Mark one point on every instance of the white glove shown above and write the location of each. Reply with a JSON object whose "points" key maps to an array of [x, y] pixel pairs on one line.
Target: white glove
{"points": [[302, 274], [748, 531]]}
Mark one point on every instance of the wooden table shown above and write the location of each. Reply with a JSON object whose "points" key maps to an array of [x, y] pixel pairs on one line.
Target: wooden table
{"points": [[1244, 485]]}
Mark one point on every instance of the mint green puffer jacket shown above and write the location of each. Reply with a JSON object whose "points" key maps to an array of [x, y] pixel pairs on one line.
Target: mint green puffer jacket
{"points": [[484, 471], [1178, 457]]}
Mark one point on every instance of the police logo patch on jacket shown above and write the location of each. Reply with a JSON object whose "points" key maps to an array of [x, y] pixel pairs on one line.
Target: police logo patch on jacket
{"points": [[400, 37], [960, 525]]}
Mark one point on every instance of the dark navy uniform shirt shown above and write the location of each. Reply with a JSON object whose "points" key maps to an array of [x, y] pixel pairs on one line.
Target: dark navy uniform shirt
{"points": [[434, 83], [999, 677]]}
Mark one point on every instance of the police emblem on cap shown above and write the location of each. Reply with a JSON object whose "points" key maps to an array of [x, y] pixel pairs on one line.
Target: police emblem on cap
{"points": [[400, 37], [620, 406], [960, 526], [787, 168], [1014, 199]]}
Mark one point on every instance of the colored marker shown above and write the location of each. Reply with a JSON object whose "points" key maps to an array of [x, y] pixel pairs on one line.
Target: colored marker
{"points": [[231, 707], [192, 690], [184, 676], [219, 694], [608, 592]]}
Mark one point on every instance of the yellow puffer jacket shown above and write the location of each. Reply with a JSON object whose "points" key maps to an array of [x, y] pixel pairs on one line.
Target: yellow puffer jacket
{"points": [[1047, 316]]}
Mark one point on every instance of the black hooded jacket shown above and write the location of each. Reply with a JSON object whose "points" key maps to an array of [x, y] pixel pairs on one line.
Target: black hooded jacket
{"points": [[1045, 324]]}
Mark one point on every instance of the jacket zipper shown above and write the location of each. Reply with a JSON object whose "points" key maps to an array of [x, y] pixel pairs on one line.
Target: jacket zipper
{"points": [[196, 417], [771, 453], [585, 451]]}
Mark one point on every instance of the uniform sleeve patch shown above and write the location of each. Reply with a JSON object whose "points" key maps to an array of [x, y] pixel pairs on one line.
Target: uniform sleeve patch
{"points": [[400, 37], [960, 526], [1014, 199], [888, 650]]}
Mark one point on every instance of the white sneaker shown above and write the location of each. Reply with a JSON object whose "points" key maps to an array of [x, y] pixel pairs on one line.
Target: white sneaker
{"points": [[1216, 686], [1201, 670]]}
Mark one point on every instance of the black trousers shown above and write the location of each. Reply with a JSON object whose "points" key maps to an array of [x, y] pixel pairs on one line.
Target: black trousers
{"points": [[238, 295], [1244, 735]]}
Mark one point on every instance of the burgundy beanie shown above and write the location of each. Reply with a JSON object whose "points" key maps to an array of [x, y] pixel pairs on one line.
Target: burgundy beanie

───

Aim of the exercise
Within the entries above, find every line where the string "burgundy" occurs, and copy it.

Result of this task
Mark one point on every instance of the burgundy beanie shown above and write the location of each. Reply with a JSON object whose "points" key maps to an array of [x, y] pixel pairs on one line.
Target: burgundy beanie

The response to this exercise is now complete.